* _Task input_
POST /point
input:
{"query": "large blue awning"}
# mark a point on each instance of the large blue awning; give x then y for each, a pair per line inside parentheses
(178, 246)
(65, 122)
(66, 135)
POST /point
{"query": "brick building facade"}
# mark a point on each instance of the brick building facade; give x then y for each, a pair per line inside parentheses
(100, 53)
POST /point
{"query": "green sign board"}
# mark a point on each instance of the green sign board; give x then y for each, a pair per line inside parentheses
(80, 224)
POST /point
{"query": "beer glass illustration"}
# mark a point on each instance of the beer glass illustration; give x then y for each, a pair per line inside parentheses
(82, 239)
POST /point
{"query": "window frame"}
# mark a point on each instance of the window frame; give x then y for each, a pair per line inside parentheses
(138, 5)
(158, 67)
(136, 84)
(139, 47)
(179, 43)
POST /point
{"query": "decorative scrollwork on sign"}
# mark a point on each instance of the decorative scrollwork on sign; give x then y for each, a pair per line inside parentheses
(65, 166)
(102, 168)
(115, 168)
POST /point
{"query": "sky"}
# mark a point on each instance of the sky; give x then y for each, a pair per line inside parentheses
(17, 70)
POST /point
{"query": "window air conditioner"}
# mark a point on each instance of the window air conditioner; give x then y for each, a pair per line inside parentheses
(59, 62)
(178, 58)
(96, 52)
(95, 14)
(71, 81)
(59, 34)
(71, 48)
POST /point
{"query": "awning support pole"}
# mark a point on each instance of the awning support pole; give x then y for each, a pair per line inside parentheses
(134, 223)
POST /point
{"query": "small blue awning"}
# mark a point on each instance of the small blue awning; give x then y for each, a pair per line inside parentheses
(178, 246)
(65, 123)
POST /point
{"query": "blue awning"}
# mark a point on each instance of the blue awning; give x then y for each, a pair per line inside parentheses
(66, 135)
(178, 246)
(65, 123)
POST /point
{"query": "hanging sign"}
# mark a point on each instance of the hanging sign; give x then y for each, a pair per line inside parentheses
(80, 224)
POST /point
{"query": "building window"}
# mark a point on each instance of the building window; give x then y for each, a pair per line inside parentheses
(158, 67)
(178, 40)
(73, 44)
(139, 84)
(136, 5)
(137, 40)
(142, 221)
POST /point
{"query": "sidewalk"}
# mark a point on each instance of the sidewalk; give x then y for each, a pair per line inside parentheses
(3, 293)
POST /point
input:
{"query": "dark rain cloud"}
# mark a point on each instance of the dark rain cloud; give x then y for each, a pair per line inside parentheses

* _Given task_
From the records above, extract each line exactly as shown.

* _The answer_
POST /point
input:
{"query": "large blue awning"}
# mark a point on each instance of the large blue awning; give x then y for each, a pair per line inside parentheses
(178, 246)
(65, 122)
(66, 135)
POST /point
{"query": "brick building facade"}
# mark a point on each instance of the brick building facade; give x then y for each, a pair per line inside parentheses
(100, 53)
POST /point
{"query": "green sign board"}
# mark a point on each instance of the green sign board; give x then y for each, a pair per line inside parentheses
(80, 224)
POST /point
{"query": "beer glass illustration"}
# mark a point on each instance of the beer glass illustration; give x then y for each, a pair per line inside parentheses
(82, 239)
POST /point
{"query": "window frame"}
# mark a point on each instance of the window frame; give x then y for each, a pair per line inside parentheses
(138, 5)
(158, 67)
(136, 84)
(139, 47)
(179, 43)
POST /point
{"query": "decorative scrollwork on sign"}
# mark a point on each instance of the decorative scrollwork on sign; give x then y for each, a pair per line inside parentheses
(65, 166)
(102, 168)
(115, 168)
POST /point
{"query": "sky"}
# mark a point on each instance of the sky; give x then y for each, a pair per line inside parentheses
(17, 70)
POST /point
{"query": "window air conditioner"}
# mark a point on each instance of the window air conditioner; give x then y for each, a pair per line inside parentheses
(59, 62)
(178, 58)
(96, 52)
(95, 14)
(71, 81)
(59, 34)
(71, 48)
POST /point
{"query": "awning support pole"}
# mark a point on each instance of the awning support pole; give x then y for each, a pair per line inside parentheses
(134, 223)
POST /point
{"query": "small blue awning"}
# mark a point on each instance of the small blue awning; give x then y for each, a pair per line inside parentheses
(178, 246)
(65, 123)
POST /point
{"query": "blue awning"}
# mark a point on each instance of the blue awning; give x then y for each, a pair per line inside parentheses
(66, 135)
(178, 246)
(65, 123)
POST /point
{"query": "hanging sign"}
# mark a point on each instance of the hanging sign; give x then y for each, a pair per line inside parentheses
(80, 224)
POST /point
{"query": "building window"}
# mark a point on each instance of the building window; give x then y for each, a pair per line inside parentheses
(158, 67)
(178, 40)
(73, 44)
(139, 84)
(136, 5)
(137, 40)
(142, 221)
POST /point
{"query": "sidewalk"}
# mark a point on each instance of the sidewalk; give x then y for each, a pair per line inside parentheses
(3, 293)
POST /point
input:
{"query": "dark rain cloud"}
# mark a point on each instance of the dark rain cloud; give x then y for each, a pair per line inside parentheses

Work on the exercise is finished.